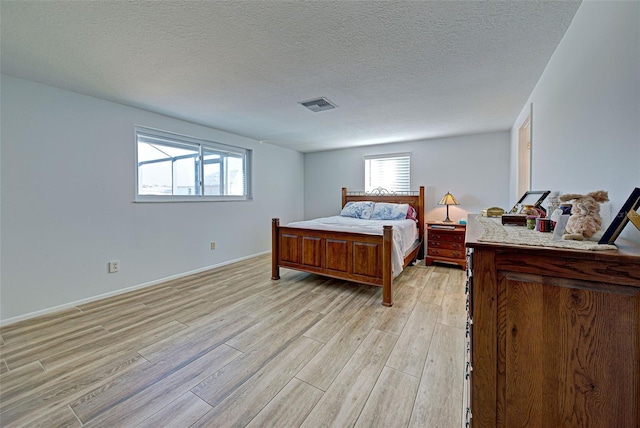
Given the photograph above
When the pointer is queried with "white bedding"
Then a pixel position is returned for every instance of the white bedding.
(405, 232)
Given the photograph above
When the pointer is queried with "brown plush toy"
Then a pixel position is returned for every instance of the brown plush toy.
(585, 218)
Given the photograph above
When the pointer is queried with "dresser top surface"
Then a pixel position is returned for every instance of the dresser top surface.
(627, 250)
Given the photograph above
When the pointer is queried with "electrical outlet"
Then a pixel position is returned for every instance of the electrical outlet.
(114, 266)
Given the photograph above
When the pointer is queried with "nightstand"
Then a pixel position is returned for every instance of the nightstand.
(445, 243)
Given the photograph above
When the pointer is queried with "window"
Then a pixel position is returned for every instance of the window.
(391, 172)
(173, 167)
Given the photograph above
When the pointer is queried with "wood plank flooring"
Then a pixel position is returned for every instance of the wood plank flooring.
(231, 348)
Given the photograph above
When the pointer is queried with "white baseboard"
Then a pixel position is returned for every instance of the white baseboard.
(121, 291)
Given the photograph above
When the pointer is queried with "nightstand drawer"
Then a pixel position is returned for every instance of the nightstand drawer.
(447, 253)
(453, 236)
(446, 245)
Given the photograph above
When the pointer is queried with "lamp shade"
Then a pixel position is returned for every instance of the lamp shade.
(448, 199)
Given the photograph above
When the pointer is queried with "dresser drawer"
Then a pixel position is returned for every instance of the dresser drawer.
(454, 254)
(447, 245)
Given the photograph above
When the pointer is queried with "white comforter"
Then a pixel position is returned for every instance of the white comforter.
(405, 232)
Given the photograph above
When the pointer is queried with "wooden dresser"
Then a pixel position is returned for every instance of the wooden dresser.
(554, 335)
(445, 243)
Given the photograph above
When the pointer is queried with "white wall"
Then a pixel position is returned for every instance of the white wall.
(67, 202)
(586, 108)
(474, 168)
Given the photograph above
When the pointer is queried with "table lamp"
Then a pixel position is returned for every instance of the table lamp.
(447, 200)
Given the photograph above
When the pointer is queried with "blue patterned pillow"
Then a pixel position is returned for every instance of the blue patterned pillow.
(386, 211)
(358, 210)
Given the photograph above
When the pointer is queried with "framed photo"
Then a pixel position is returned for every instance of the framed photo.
(628, 211)
(534, 198)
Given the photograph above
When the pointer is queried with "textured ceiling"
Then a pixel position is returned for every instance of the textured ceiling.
(398, 70)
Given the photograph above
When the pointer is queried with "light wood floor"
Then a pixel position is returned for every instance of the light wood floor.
(231, 347)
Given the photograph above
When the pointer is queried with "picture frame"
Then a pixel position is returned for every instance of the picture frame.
(531, 197)
(620, 221)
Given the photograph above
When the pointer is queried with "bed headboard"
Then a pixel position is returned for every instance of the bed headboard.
(415, 198)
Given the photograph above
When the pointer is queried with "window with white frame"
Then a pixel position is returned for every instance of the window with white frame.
(171, 167)
(391, 172)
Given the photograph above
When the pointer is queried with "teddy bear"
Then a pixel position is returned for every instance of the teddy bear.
(585, 218)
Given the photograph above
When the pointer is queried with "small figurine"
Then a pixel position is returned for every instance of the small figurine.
(585, 218)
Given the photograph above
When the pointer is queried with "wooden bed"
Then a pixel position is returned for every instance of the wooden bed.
(358, 257)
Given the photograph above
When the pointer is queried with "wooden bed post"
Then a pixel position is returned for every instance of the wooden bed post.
(387, 266)
(421, 222)
(275, 269)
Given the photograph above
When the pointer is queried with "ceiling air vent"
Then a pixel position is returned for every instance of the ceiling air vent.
(318, 104)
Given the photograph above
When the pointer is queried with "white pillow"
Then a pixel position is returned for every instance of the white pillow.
(387, 211)
(360, 210)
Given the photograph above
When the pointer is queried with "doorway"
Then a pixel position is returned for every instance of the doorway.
(524, 156)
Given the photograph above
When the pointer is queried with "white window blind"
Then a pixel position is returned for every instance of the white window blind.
(391, 172)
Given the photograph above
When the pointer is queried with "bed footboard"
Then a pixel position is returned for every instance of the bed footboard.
(361, 258)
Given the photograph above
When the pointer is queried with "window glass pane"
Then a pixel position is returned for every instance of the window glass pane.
(166, 170)
(391, 173)
(235, 175)
(212, 173)
(171, 165)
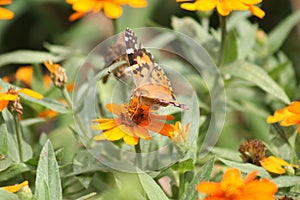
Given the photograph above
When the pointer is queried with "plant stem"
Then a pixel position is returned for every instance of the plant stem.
(19, 135)
(181, 184)
(138, 158)
(71, 105)
(223, 39)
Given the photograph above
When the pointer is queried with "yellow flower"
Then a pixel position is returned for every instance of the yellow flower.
(224, 7)
(58, 74)
(11, 97)
(180, 133)
(15, 188)
(253, 151)
(112, 8)
(233, 187)
(288, 116)
(133, 122)
(4, 13)
(276, 165)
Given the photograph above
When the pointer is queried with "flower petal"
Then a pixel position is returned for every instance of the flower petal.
(6, 14)
(115, 134)
(76, 16)
(257, 11)
(107, 125)
(25, 74)
(126, 130)
(130, 140)
(279, 115)
(189, 6)
(115, 108)
(31, 93)
(8, 97)
(141, 132)
(3, 104)
(274, 164)
(295, 107)
(112, 10)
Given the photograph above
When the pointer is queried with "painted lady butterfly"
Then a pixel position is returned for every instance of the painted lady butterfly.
(152, 86)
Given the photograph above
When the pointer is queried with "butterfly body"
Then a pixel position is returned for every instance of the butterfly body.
(152, 86)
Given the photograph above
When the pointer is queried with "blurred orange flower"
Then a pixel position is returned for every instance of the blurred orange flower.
(180, 133)
(232, 186)
(288, 116)
(133, 122)
(12, 95)
(276, 165)
(224, 7)
(15, 188)
(4, 13)
(25, 75)
(58, 74)
(112, 8)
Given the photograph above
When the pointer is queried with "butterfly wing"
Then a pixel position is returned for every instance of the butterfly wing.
(152, 86)
(145, 70)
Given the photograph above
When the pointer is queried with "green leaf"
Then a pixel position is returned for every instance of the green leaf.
(203, 175)
(3, 137)
(47, 179)
(246, 167)
(258, 76)
(27, 57)
(48, 103)
(184, 166)
(151, 188)
(286, 181)
(8, 195)
(231, 48)
(84, 161)
(279, 34)
(12, 171)
(227, 153)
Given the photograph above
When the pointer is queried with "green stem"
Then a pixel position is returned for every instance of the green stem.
(223, 39)
(181, 184)
(19, 135)
(71, 105)
(138, 158)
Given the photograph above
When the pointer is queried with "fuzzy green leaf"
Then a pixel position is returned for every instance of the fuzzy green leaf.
(48, 179)
(203, 175)
(8, 195)
(12, 171)
(279, 34)
(246, 167)
(151, 188)
(258, 76)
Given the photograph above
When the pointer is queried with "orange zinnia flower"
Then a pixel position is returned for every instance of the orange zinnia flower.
(233, 187)
(12, 95)
(15, 188)
(224, 7)
(133, 122)
(288, 116)
(25, 76)
(180, 133)
(111, 8)
(276, 165)
(4, 13)
(58, 74)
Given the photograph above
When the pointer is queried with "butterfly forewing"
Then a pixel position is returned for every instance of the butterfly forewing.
(152, 86)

Task instructions: Write the listing above out again exactly, but not the images it holds.

Exercise output:
Given the photograph above
When the pointer is queried with "white bedding"
Then a pixel position is returned for every instance of the white bedding.
(405, 232)
Given the photograph above
When the pointer is queried with "brown plush toy"
Then a pixel position is returned for every instance of the brown plush toy.
(585, 218)
Given the photograph above
When the pointer is queried with "dresser top surface"
Then a pixel position is returned for every instance of the dresser top surface.
(627, 250)
Given the photograph above
When the pointer is queried with "electrical outlet"
Then a pixel position is returned for every instance of the electrical outlet.
(114, 266)
Given the photograph above
When the pointer is queried with "nightstand"
Then a pixel position is returned for every instance of the nightstand.
(445, 243)
Given the photograph above
When the pointer is queried with "window"
Then a pixel position is returned for every instance of the window.
(391, 172)
(173, 167)
Given the photograph above
When the pointer is queried with "wood plank flooring"
Then a pixel position is returned for every instance of the wood plank flooring.
(231, 348)
Given the photograph above
When the pointer is queried with "white baseboard"
Then a pixel position is returned for every instance of the white baseboard.
(121, 291)
Given the photograph above
When the pointer is queried with "nightstand drawer"
Then a pixel position is returned for every instance of the nightstand drawer.
(447, 253)
(453, 236)
(446, 245)
Given the photograph above
When the pointer is queried with "lamp shade"
Then a pixel position is returned for every instance of the lamp shade.
(448, 199)
Given the photograph above
When the pointer is queried with "dresser drawer"
Then a pixel position is returned for every instance of the dresser drawer.
(454, 254)
(447, 245)
Given the photograph above
When the pointer is queried with "white comforter"
Then a pixel position is returned for every instance of the white comforter.
(405, 232)
Given the photograph above
When the pointer is queried with "wooden dresser"
Then a pixel position is returned for every instance of the wooden dresser.
(554, 335)
(445, 243)
Given the photograph above
When the pointer is queried with "white wall"
Then a pixel position is returned for every instance of the white wall.
(67, 202)
(586, 108)
(474, 168)
Given the photograph above
When the pointer is queried with "table lamp"
Then a pixel position is returned for every instance of the table lamp.
(447, 200)
Given the photograph above
When the pointer is queried with "blue patterned pillow"
Then a pixel position is returned for every instance of the blue patterned pillow.
(386, 211)
(358, 210)
Given the photograph above
When the pointer is queried with "framed photo"
Then a pixel position is returned for every instance of the framed photo.
(628, 211)
(534, 198)
Given the photograph above
When the pointer is queried with "textured ceiling"
Then a pixel position is returned for every instance of the textured ceiling.
(398, 70)
Given the photograph above
When the pointer is queried with "light wood floor"
Then a pixel position is returned for every instance of the light wood floor.
(231, 347)
Given the photograph above
When the pointer is queried with "picture frame"
Then a pixel position is returned for every instance of the picture frame.
(531, 197)
(620, 221)
Given the photograph above
When the pointer is queried with "bed headboard"
Then a pixel position is returned for every instance of the bed headboard.
(415, 198)
Given the photograph above
When the pointer is queried with "window with white frame"
Then a pixel position is returned for every instance of the window with white frame.
(171, 167)
(391, 172)
Given the photograph above
When the pointer is queried with "teddy bear"
Then a pixel position is returned for every instance of the teddy bear.
(585, 218)
Given the photograph above
When the pointer is queried with "small figurine"
Then a pixel position is returned for every instance of the small figurine.
(585, 218)
Given the photograph above
When the pointer is queried with "wooden bed"
Then a pixel position is returned for every instance of the wooden bed.
(358, 257)
Given the photograph above
When the pointer is queried with "wooden bed post"
Then a pixel position is returned for every instance of the wooden bed post.
(387, 266)
(421, 222)
(275, 269)
Given the photograph above
When the pointer is queried with "ceiling air vent"
Then a pixel position is returned for every instance of the ceiling air vent.
(318, 104)
Given the photograph above
When the pointer is queried with "white pillow"
Then a pixel position is returned for every instance of the white pillow.
(387, 211)
(360, 210)
Given the photograph above
When the pointer is queried with "doorway"
Then a pixel position is returned for every instance of the doorway.
(524, 156)
Given the photograph above
When the pointer is queried with "white window blind"
Then a pixel position is returned for every instance of the white window blind.
(391, 172)
Given the photograph above
When the pointer is queried with "bed footboard"
Then a pixel position is returned for every instance of the bed footboard.
(361, 258)
Given the photograph above
When the pointer is queried with "window glass pane"
Then a pixel position is returned for every instance of the window glass pane.
(166, 170)
(391, 173)
(235, 175)
(212, 173)
(171, 165)
Given the photograph above
When the pointer is queried with "plant stem"
Then a pixel position is returned for every instance of the plant stem.
(19, 135)
(181, 184)
(138, 158)
(71, 105)
(223, 39)
Given the photograph above
When the pointer is queried with "yellow flower"
Then a pixel position is returned for every instance of the yellow flower.
(224, 7)
(58, 74)
(11, 97)
(180, 133)
(15, 188)
(253, 151)
(112, 8)
(233, 187)
(288, 116)
(133, 122)
(4, 13)
(276, 165)
Given the photograph above
When the pointer is queried with "flower petal"
Then a pixel position is returned for every instance of the flower petal.
(6, 14)
(115, 134)
(76, 16)
(257, 11)
(107, 125)
(25, 74)
(126, 130)
(130, 140)
(279, 115)
(189, 6)
(115, 108)
(31, 93)
(8, 97)
(141, 132)
(3, 104)
(274, 164)
(295, 107)
(112, 10)
Given the photograph above
When the pointer is queried with "painted lady butterfly"
Then a pixel position is returned for every instance of the painted lady butterfly.
(152, 86)
Given the photograph above
When the pointer is queried with "butterfly body"
Then a pixel position is returned for every instance of the butterfly body.
(152, 86)
Given the photograph above
When the pointer is queried with "blurred orange flower"
Then a pixel position is returned for every instance of the blurred orange flower.
(180, 133)
(232, 186)
(288, 116)
(133, 122)
(12, 95)
(276, 165)
(224, 7)
(15, 188)
(4, 13)
(25, 75)
(58, 74)
(112, 8)
Given the photograph above
When the pointer is queried with "butterfly wing"
Then a pixel position is returned for every instance of the butterfly wing.
(152, 86)
(145, 70)
Given the photograph above
When the pointer is queried with "green leaf"
Then a pixel position is returned for every instance of the green leaf.
(203, 175)
(3, 137)
(47, 179)
(246, 167)
(258, 76)
(27, 57)
(48, 103)
(184, 166)
(151, 188)
(286, 181)
(8, 195)
(231, 48)
(84, 161)
(279, 34)
(12, 171)
(227, 153)
Given the photograph above
When the pointer is queried with "green stem"
Then a pixel position is returned for every instance of the green stem.
(223, 39)
(181, 184)
(19, 135)
(71, 105)
(138, 158)
Given the photograph above
When the pointer is queried with "fuzzy green leaf"
Then a pixel position is returned for every instance of the fuzzy green leaf.
(48, 179)
(203, 175)
(8, 195)
(12, 171)
(279, 34)
(246, 167)
(151, 188)
(258, 76)
Given the photograph above
When the pointer is queried with "orange zinnia flower"
Then a pixel position is returned for every instance of the orange zinnia flower.
(233, 187)
(12, 95)
(15, 188)
(224, 7)
(133, 122)
(288, 116)
(25, 76)
(180, 133)
(111, 8)
(276, 165)
(4, 13)
(58, 74)
Given the photograph above
When the pointer is queried with "butterfly forewing"
Then a pixel position is returned for every instance of the butterfly forewing.
(152, 86)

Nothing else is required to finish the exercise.